→ **Exercise description**
Show every line from the listing below that contains the word "white", copying each line in full.

→ **Raw records**

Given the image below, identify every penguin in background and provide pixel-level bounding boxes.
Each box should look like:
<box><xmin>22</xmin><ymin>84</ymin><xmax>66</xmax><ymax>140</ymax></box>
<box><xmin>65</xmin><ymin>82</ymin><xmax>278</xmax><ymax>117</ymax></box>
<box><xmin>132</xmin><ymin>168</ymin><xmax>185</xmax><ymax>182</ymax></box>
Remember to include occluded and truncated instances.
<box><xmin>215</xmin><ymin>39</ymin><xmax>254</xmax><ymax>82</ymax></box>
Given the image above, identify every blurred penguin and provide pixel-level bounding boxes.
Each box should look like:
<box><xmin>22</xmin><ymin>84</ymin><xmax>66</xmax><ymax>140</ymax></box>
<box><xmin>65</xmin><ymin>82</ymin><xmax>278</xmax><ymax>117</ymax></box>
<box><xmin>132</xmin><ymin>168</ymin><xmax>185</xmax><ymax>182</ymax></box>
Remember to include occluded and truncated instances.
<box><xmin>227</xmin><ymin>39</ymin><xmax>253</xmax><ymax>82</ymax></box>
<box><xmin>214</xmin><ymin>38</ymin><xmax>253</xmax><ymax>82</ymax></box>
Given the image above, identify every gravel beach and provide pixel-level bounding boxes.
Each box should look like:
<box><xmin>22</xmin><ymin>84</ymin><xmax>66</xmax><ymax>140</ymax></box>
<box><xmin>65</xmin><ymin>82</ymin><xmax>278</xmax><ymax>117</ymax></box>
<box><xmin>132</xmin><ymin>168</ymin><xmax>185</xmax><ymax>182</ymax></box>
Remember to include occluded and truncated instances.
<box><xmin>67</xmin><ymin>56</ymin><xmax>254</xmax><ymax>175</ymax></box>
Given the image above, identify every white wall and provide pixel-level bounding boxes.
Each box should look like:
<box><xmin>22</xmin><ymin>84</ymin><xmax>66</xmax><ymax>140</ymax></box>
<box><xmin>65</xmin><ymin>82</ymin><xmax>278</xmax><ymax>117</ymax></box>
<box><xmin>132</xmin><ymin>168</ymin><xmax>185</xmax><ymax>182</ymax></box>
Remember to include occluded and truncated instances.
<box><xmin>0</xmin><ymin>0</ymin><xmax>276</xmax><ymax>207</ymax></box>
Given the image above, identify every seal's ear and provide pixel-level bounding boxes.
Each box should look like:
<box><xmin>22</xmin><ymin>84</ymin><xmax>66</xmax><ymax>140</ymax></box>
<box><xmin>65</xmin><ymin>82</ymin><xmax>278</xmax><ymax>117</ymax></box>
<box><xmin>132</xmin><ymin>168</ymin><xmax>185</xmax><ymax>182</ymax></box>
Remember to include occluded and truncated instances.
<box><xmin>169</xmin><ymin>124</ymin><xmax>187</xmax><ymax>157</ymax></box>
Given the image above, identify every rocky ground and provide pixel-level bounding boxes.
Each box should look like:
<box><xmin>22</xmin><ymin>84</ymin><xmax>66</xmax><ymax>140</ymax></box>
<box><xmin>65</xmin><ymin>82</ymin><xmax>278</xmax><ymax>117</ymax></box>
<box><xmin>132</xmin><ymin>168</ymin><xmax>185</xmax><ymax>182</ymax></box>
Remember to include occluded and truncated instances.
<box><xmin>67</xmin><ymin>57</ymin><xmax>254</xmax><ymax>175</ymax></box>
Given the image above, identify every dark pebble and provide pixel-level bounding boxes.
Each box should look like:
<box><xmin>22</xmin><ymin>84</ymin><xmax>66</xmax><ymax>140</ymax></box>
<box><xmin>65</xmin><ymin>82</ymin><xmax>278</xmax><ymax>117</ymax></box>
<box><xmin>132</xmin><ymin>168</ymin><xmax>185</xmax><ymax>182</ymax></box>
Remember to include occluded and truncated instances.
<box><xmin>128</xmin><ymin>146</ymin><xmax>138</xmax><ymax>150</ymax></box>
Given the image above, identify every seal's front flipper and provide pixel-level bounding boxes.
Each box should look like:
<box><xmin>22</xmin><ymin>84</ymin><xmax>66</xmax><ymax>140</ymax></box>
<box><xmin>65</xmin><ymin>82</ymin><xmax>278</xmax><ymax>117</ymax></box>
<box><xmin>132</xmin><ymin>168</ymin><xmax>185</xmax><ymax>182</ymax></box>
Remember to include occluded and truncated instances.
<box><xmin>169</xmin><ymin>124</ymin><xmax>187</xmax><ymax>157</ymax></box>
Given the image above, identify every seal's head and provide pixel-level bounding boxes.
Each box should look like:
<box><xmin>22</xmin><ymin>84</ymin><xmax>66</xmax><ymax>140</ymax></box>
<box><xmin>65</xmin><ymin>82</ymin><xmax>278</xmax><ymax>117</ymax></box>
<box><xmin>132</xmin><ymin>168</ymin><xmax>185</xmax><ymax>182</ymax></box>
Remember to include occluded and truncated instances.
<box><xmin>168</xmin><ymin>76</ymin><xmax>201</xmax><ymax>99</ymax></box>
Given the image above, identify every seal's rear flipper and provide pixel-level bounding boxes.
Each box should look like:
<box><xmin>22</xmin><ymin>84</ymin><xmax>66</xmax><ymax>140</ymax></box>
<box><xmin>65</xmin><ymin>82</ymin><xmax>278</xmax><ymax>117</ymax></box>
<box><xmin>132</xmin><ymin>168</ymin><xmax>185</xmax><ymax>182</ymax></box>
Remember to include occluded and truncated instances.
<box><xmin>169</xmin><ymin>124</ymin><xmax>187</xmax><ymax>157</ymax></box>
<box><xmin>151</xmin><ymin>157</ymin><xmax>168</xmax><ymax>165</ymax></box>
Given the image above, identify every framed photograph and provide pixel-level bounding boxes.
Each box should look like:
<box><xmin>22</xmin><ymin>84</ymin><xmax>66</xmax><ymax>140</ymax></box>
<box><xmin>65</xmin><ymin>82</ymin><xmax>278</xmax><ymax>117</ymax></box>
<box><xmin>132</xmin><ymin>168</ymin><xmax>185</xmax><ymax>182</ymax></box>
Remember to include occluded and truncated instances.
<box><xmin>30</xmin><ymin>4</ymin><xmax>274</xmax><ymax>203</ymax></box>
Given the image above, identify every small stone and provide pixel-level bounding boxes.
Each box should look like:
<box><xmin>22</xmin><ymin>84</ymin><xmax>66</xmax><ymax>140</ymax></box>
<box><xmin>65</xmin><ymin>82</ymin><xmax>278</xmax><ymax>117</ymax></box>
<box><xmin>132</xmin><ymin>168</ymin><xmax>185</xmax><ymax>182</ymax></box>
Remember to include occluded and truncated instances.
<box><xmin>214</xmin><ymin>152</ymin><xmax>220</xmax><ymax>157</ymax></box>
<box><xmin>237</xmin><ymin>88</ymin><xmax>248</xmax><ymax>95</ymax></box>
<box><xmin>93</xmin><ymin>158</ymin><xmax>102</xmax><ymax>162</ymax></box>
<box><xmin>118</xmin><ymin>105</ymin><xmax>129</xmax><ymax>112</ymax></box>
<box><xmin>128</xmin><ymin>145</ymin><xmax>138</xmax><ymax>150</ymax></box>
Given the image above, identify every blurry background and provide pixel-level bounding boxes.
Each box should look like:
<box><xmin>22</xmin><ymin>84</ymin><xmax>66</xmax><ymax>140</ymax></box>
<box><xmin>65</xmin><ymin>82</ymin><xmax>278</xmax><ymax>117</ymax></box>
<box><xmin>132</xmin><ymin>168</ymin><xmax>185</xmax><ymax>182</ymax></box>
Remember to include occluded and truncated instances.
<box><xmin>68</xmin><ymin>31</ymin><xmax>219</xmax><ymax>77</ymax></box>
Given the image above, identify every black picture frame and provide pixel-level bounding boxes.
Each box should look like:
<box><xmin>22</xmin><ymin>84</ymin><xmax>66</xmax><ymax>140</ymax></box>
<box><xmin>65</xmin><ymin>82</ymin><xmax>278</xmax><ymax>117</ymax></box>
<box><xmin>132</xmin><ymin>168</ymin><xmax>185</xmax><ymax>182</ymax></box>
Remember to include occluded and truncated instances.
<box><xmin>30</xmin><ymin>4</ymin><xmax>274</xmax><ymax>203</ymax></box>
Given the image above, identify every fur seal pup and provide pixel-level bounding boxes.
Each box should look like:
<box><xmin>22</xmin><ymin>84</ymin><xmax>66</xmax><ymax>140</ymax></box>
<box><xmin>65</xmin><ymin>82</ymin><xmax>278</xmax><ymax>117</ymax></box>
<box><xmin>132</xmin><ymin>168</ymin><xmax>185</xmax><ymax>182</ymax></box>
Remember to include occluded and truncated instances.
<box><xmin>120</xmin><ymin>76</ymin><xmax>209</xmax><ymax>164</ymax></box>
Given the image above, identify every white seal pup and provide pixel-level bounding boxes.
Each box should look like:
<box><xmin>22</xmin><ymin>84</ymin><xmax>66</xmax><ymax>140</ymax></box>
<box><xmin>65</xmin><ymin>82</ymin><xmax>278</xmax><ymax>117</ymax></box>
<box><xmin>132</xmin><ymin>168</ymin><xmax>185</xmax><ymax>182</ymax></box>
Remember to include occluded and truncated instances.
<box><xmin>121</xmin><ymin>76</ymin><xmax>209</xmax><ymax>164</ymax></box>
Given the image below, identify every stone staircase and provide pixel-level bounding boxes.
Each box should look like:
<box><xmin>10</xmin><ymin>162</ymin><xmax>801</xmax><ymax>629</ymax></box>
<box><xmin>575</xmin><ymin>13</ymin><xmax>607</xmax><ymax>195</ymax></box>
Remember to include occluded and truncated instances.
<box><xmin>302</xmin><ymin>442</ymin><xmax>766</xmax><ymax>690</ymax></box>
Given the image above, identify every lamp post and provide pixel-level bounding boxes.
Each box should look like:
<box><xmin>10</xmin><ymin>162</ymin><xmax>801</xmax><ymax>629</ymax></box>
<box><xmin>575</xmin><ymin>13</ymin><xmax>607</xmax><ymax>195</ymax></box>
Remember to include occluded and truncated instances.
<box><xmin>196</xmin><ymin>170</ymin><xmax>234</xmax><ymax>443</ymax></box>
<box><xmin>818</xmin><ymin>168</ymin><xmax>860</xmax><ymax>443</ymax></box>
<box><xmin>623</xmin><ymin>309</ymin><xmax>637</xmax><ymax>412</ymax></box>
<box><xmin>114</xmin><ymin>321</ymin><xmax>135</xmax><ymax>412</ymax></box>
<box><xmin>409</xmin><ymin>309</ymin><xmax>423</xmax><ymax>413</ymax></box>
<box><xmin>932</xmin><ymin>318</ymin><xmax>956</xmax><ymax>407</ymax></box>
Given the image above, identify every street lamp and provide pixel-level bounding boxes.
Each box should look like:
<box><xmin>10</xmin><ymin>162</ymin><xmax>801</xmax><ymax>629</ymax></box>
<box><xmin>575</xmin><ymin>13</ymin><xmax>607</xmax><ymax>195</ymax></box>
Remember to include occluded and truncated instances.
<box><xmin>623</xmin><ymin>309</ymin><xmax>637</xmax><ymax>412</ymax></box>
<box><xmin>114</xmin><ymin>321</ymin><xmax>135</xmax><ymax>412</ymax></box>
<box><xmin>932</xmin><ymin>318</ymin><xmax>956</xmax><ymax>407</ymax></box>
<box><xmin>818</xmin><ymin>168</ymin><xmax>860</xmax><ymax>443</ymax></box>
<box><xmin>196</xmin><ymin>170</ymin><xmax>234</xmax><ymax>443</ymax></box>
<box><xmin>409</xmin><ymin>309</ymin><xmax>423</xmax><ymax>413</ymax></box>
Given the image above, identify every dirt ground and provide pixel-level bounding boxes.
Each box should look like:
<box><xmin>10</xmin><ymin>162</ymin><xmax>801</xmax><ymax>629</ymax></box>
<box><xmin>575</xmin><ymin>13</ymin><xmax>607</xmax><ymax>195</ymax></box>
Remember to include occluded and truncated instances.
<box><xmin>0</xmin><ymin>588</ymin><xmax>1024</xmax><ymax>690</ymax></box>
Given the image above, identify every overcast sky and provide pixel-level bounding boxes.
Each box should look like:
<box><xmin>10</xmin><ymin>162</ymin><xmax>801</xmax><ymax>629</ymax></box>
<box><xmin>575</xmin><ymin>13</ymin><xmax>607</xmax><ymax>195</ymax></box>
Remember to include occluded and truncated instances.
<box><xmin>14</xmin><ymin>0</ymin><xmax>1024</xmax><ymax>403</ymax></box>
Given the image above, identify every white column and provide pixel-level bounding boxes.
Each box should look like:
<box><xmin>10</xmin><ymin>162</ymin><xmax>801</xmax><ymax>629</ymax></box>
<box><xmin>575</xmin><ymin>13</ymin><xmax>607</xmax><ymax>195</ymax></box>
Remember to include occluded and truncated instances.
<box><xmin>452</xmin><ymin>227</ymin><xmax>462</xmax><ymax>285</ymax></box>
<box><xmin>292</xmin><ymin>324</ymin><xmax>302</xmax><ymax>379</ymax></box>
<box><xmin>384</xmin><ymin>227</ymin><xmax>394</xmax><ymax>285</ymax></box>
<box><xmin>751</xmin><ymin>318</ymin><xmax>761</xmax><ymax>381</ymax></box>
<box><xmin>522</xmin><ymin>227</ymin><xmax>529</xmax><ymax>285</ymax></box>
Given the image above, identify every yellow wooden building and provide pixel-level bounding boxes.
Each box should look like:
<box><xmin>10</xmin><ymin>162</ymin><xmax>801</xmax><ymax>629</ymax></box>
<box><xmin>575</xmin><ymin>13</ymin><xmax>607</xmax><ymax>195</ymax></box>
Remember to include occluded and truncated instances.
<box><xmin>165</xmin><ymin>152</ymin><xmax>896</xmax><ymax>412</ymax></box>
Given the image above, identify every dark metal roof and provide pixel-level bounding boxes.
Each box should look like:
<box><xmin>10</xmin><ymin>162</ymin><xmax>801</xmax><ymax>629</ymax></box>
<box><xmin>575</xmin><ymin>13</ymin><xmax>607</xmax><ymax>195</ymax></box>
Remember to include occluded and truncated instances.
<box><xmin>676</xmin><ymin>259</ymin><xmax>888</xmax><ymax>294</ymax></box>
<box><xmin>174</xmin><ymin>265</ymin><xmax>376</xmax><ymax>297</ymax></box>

→ **Written response**
Given the image above, identify every white wall and provide pixel-level bounding boxes.
Given the image above, identify every white seal pup and provide pixel-level bounding boxes.
Given the image above, identify every white column and provide pixel-level bounding boxes.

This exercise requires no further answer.